== Segment start ==

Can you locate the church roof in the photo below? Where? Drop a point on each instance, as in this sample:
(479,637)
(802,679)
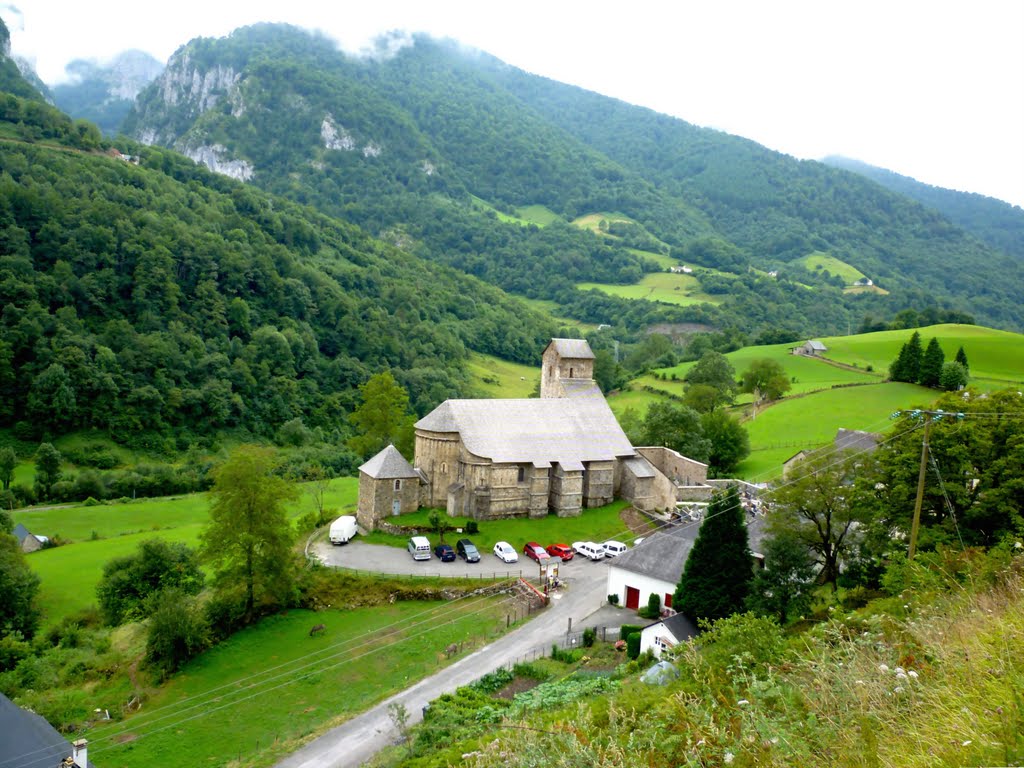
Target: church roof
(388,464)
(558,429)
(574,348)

== Segment end ==

YOUR TASK
When you reproduce the material, keep every word exact and leave each picture out.

REPLY TO THE EXERCISE
Can you locate the church roof in the photo below? Where? Drop a point on each instance, as in this sample:
(479,637)
(802,679)
Target: church roof
(388,464)
(558,429)
(574,348)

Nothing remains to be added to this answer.